> [What is needed] Reproduce, exactly and in full, the records that follow, minus any pictures.

[Stored data entries]

--

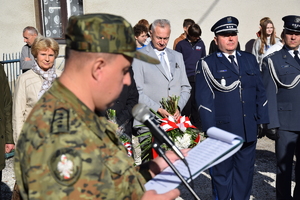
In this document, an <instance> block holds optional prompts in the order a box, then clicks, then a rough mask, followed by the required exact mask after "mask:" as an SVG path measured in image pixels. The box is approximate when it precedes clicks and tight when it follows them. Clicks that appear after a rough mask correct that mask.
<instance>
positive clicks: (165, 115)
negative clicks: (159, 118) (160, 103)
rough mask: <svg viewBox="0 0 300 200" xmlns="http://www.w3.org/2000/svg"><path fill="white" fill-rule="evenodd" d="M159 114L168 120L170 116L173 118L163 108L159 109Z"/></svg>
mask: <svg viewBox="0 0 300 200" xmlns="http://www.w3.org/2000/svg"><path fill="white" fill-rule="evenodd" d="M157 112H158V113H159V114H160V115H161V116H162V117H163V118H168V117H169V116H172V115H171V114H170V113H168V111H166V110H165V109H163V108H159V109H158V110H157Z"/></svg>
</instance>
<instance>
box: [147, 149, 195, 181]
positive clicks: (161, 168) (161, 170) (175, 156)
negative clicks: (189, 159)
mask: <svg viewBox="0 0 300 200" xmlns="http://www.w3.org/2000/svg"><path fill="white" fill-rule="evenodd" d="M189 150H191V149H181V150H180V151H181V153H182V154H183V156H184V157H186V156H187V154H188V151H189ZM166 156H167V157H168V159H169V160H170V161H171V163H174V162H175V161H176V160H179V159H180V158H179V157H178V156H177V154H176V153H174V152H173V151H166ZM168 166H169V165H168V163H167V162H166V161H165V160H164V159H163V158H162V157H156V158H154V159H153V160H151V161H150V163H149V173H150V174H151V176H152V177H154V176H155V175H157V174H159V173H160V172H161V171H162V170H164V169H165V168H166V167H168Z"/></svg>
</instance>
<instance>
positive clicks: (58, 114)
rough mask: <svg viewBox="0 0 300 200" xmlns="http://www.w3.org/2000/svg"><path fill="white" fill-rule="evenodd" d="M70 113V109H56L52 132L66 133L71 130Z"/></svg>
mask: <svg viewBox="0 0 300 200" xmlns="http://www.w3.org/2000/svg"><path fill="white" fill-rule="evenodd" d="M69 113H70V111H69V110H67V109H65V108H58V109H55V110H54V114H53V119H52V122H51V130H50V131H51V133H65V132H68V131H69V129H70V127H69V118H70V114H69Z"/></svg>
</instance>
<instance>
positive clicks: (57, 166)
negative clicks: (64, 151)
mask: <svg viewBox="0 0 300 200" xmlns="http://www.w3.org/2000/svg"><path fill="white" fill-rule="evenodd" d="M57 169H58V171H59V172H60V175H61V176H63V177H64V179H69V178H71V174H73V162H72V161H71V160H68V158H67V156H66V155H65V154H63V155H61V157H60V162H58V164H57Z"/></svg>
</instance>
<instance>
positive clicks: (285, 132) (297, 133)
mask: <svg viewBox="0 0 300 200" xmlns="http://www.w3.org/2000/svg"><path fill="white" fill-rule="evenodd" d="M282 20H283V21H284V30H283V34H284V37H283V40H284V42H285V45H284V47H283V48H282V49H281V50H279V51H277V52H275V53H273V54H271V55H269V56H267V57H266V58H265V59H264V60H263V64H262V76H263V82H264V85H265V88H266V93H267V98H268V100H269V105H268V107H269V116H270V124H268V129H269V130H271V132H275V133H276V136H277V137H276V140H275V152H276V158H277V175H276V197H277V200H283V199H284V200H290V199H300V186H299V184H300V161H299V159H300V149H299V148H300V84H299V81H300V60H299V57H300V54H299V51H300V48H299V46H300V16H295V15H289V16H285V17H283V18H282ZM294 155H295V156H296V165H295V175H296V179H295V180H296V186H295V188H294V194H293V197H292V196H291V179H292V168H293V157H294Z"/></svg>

--

> [Written reply]
In this document, an <instance> block holds optional prompts in the order a box, then clicks, then a rough mask, followed by the required exact mask after "mask:" as an SVG path measured in image pixels. The box is approximate when it precedes clicks and tight when it follows them. Clicks that appear after a rough mask correct that mask.
<instance>
positive clicks: (165, 115)
negative clicks: (159, 118) (160, 103)
rough mask: <svg viewBox="0 0 300 200" xmlns="http://www.w3.org/2000/svg"><path fill="white" fill-rule="evenodd" d="M159 114L168 120L170 116L173 118L163 108L159 109Z"/></svg>
mask: <svg viewBox="0 0 300 200" xmlns="http://www.w3.org/2000/svg"><path fill="white" fill-rule="evenodd" d="M157 112H158V113H159V114H160V115H161V116H162V117H163V118H168V117H169V116H172V115H171V114H170V113H168V111H166V110H165V109H163V108H159V109H158V110H157Z"/></svg>
</instance>
<instance>
box: [147, 149, 195, 181]
positive clicks: (161, 168) (161, 170) (175, 156)
negative clicks: (189, 159)
mask: <svg viewBox="0 0 300 200" xmlns="http://www.w3.org/2000/svg"><path fill="white" fill-rule="evenodd" d="M189 150H191V149H181V150H180V151H181V153H182V154H183V156H184V157H186V156H187V154H188V151H189ZM166 156H167V157H168V159H169V160H170V161H171V163H174V162H175V161H176V160H179V159H180V158H179V157H178V156H177V154H176V153H174V152H173V151H166ZM168 166H169V165H168V163H167V162H166V161H165V160H164V159H163V158H162V157H156V158H154V159H153V160H151V161H150V163H149V173H150V174H151V176H152V177H154V176H155V175H157V174H159V173H160V172H161V171H162V170H164V169H165V168H166V167H168Z"/></svg>
</instance>
<instance>
positive clicks: (58, 114)
rough mask: <svg viewBox="0 0 300 200" xmlns="http://www.w3.org/2000/svg"><path fill="white" fill-rule="evenodd" d="M70 113V109H56L52 132L66 133L71 130Z"/></svg>
mask: <svg viewBox="0 0 300 200" xmlns="http://www.w3.org/2000/svg"><path fill="white" fill-rule="evenodd" d="M69 113H70V111H69V110H67V109H65V108H58V109H55V110H54V114H53V119H52V122H51V130H50V131H51V133H65V132H68V131H69V129H70V127H69V118H70V114H69Z"/></svg>
</instance>
<instance>
positive clicks: (57, 166)
negative clicks: (64, 151)
mask: <svg viewBox="0 0 300 200" xmlns="http://www.w3.org/2000/svg"><path fill="white" fill-rule="evenodd" d="M57 169H58V171H59V172H60V175H61V176H63V177H64V179H69V178H71V174H73V162H72V161H71V160H68V158H67V156H66V155H65V154H63V155H61V157H60V162H58V164H57Z"/></svg>
</instance>
<instance>
positive clicks: (285, 132) (297, 133)
mask: <svg viewBox="0 0 300 200" xmlns="http://www.w3.org/2000/svg"><path fill="white" fill-rule="evenodd" d="M282 20H283V21H284V30H283V34H284V37H283V40H284V42H285V45H284V47H283V48H282V49H281V50H279V51H277V52H275V53H273V54H271V55H269V56H267V57H266V58H265V59H264V60H263V64H262V76H263V82H264V85H265V88H266V93H267V98H268V100H269V105H268V107H269V116H270V124H268V129H269V130H271V132H275V133H276V136H277V137H276V140H275V152H276V158H277V175H276V197H277V200H283V199H284V200H290V199H300V186H299V184H300V161H299V159H300V149H299V148H300V84H299V81H300V60H299V57H300V54H299V51H300V48H299V46H300V16H295V15H289V16H285V17H283V18H282ZM294 155H295V156H296V165H295V175H296V179H295V180H296V186H295V188H294V194H293V197H292V196H291V179H292V168H293V157H294Z"/></svg>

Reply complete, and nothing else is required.